● What this task involves:
In the listing below, locate the lines bearing the word "then". Copy every one of them.

────────────────────

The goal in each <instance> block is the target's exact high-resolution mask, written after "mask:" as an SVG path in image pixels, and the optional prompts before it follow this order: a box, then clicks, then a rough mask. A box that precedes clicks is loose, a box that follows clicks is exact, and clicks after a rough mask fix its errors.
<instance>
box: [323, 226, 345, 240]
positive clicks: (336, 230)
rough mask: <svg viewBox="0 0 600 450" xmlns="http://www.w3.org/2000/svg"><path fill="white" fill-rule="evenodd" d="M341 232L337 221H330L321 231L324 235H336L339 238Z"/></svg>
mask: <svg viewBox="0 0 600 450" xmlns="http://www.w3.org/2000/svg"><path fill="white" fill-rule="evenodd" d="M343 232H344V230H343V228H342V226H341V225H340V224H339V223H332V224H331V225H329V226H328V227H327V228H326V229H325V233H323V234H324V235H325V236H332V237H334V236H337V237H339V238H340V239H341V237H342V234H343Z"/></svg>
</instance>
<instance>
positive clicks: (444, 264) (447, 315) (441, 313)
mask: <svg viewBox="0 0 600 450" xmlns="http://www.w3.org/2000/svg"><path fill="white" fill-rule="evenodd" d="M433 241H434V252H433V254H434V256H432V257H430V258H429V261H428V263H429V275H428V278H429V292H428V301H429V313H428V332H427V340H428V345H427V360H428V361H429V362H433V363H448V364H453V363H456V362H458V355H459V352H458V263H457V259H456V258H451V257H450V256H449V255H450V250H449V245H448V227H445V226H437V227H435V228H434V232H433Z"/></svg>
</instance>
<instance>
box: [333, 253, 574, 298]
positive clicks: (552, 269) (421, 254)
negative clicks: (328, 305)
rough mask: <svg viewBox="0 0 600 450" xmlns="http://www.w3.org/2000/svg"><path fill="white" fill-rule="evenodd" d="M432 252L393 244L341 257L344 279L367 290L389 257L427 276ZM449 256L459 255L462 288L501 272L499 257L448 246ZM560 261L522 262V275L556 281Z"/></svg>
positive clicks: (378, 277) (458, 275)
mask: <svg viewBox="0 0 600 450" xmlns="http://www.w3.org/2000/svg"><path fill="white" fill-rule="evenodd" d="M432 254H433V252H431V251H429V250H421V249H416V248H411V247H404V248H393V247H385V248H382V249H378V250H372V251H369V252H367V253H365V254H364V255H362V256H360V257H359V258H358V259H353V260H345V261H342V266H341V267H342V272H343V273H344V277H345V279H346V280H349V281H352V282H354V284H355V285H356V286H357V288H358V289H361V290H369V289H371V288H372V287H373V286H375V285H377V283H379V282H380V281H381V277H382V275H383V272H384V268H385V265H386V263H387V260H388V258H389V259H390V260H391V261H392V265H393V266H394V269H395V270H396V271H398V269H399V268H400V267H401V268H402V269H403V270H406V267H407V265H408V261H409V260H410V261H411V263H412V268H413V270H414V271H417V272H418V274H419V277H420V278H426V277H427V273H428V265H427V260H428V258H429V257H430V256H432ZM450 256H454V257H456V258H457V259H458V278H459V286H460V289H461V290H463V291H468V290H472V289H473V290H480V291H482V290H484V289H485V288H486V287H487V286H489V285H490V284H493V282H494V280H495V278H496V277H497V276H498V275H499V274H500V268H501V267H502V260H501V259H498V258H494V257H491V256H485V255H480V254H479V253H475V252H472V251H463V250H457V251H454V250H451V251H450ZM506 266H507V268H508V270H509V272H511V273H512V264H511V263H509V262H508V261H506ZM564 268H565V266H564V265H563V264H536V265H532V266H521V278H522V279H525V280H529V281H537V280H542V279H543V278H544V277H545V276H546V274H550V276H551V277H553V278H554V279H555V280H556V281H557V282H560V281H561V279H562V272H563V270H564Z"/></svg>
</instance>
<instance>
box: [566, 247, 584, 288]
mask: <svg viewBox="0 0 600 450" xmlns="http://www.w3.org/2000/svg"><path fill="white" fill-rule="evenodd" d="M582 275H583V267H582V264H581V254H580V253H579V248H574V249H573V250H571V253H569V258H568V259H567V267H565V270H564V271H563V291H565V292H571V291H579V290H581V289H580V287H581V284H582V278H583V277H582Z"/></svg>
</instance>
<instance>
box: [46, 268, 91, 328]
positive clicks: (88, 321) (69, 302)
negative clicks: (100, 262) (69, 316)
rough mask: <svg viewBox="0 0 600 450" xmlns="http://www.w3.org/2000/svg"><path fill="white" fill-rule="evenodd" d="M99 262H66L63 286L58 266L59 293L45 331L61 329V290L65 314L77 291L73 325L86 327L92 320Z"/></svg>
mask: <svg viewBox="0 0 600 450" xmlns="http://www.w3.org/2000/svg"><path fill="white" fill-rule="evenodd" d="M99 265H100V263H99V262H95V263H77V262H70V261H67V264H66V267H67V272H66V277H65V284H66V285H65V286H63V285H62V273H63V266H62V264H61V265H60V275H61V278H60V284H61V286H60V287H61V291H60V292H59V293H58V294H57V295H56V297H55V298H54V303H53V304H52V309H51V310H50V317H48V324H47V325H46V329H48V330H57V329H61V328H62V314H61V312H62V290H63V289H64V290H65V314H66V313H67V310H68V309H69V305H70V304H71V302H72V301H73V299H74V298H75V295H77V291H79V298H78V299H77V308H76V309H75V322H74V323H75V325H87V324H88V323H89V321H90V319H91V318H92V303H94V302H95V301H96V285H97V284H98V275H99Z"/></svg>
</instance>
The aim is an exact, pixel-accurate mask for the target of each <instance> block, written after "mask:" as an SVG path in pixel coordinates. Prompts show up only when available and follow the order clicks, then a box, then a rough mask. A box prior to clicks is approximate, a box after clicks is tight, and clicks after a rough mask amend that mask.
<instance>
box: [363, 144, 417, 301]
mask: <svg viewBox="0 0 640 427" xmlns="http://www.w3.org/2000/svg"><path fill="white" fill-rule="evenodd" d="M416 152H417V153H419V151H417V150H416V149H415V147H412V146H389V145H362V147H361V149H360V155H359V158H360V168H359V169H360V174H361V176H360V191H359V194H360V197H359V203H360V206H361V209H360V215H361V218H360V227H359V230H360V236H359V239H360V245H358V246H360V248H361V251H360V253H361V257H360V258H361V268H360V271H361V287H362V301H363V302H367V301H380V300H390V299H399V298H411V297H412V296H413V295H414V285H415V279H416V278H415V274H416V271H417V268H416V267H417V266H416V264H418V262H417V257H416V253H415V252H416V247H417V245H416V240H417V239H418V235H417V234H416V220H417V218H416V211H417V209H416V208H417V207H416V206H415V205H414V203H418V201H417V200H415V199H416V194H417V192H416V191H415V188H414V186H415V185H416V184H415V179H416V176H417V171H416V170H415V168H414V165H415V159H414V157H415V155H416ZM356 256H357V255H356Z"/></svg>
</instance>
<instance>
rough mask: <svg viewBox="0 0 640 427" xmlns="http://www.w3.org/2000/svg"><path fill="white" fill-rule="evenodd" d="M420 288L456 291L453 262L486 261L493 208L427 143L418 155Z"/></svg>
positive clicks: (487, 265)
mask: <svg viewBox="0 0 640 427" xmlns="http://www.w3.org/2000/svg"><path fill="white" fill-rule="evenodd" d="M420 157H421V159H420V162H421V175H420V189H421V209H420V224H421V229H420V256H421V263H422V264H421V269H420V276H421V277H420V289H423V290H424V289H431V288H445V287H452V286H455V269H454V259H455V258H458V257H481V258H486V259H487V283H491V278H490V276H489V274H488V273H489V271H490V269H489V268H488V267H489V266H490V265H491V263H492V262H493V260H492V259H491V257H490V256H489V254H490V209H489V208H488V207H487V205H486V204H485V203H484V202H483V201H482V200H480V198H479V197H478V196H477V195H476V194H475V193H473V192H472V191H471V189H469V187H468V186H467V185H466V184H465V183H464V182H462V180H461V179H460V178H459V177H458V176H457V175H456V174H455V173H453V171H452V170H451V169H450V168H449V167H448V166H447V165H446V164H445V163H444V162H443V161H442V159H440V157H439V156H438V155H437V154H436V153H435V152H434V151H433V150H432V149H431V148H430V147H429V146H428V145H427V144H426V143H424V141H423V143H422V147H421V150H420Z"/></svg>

────────────────────

● Solution to this problem:
The goal in each <instance> block is the target's exact high-resolution mask, written after "mask:" as an SVG path in image pixels, and the optional prompts before it follow this order: a box, then clicks, then a rough mask. A box that precedes clicks is loose, a box that follows clicks is exact, and clicks after a rough mask fix its errors.
The aim is an exact, pixel-accurate mask for the target of each <instance> block, written after "mask:" as an SVG path in pixel coordinates. Prompts show up only when available and follow the order clicks, then a box, then a rough mask. A box prior to clicks is approximate, a box after clicks is tight, and clicks after a rough mask amend that mask.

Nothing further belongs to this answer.